┌─ DOCUMENT SECTION

How to Use Co-Marketing for Your Brand

Collaborations and joint ventures are necessary components of business success. Joining hands with non-competing brands to reach their audience helps you generate awareness, sales, and revenue quickly yet effectively.

Co-marketing lets you promote your products to another business’s audience and grow your customer base. The other business gets access to your audience to promote its product.

Unfortunately, most businesses don’t leverage strategic partnerships assuming everyone to be their competitor. That’s not the case.

This article explores co-marketing, its benefits, and how to set up a campaign for your business in detail so you can join hands with the right businesses to take your brand to the next level.

Let’s roll…

What is Co-Marketing?

Co-marketing is a strategic approach where two or more non-competing businesses promote each other’s products to their customers. The partnering brands share resources and expertise to reach new audiences and market jointly.

Selling a product isn’t essential. In fact, most brands leverage co-marketing for brand awareness, credibility, and reach a new audience without selling anything.

└─
┌─ DATA

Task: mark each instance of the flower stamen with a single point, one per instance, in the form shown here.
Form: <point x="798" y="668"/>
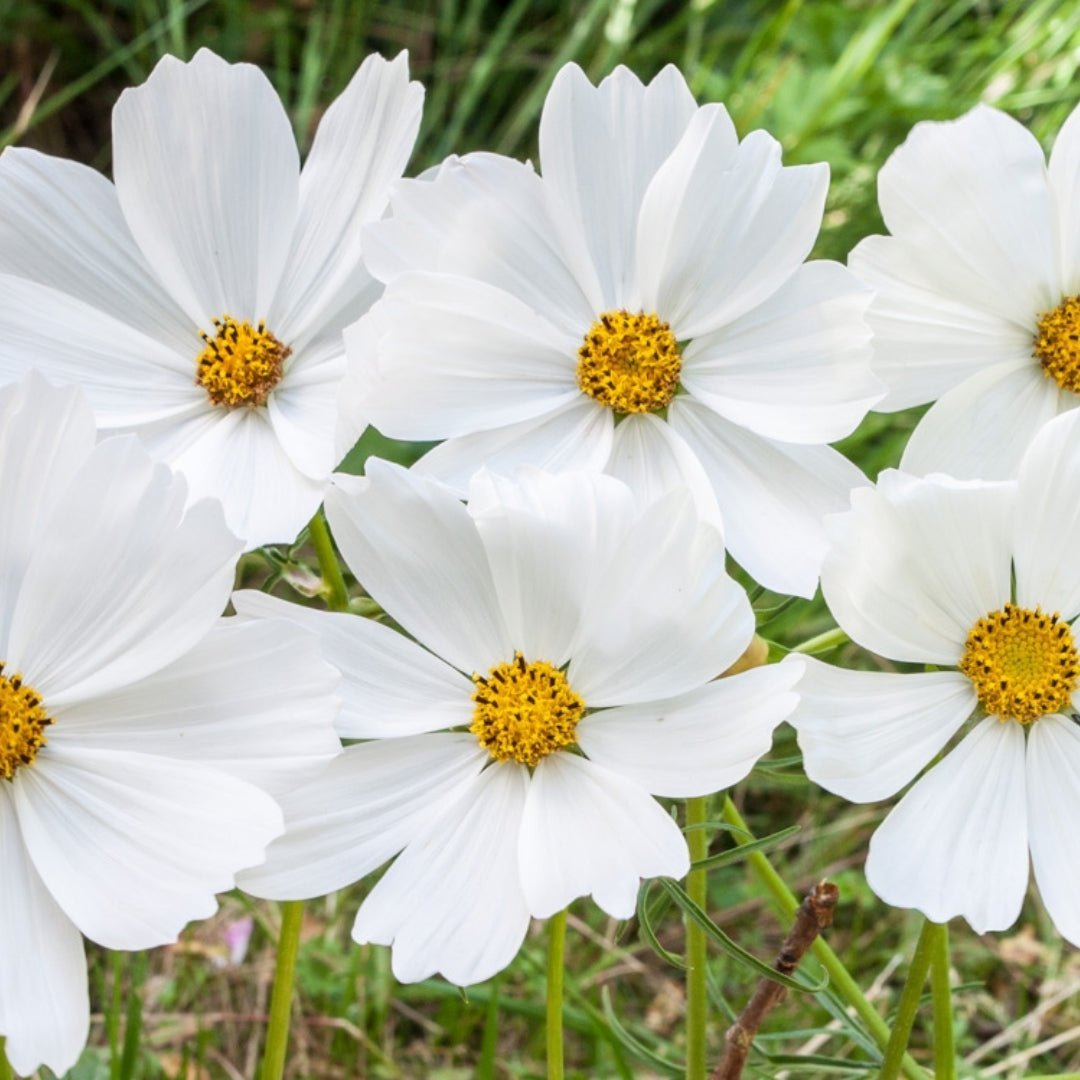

└─

▸ **REQUEST**:
Please answer from the co-marketing article: what do the partnering brands share in order to reach new audiences and market jointly?

▸ **FINAL ANSWER**:
Resources and expertise.